(Excerpts from segmentation records)
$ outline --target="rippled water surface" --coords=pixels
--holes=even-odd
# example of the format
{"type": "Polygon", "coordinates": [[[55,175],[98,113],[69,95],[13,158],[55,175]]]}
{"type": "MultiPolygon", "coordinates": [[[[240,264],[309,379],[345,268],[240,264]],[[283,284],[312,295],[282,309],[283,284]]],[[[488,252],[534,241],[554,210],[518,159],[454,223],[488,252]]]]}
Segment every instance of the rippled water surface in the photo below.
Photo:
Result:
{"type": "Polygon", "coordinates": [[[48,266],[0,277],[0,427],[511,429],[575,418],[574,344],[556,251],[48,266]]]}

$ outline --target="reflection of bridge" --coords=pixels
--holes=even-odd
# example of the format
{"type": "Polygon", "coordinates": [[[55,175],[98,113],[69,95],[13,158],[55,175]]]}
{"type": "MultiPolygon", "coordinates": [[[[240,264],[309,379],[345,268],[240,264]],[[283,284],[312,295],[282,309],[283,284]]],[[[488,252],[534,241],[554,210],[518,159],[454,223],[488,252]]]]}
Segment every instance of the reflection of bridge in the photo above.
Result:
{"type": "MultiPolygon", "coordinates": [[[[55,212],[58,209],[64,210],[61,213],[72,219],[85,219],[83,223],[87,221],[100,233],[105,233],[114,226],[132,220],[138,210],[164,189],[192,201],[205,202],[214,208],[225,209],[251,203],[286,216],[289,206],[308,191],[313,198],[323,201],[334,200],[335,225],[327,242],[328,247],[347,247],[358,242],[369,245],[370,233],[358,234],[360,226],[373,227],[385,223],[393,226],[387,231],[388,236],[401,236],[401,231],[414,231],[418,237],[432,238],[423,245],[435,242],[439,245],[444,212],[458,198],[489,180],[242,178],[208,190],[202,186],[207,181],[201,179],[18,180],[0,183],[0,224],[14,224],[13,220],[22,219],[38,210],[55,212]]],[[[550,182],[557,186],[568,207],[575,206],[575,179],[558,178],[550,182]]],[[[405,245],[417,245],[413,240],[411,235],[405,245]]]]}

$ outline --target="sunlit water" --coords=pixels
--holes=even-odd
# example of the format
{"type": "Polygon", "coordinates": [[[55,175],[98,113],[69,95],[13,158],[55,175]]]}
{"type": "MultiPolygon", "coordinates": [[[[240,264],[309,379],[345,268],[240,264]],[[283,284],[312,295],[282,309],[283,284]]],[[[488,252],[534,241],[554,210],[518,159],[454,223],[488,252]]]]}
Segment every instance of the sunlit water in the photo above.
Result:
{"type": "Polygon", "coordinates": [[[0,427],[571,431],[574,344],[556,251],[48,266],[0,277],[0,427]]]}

» **WHAT THIS TASK INVOLVES**
Extract each line of the rows above that contains the string "reflection".

» **EXERCISE OUTPUT**
$ outline --target="reflection of bridge" --coords=pixels
Segment every instance of the reflection of bridge in the photo above.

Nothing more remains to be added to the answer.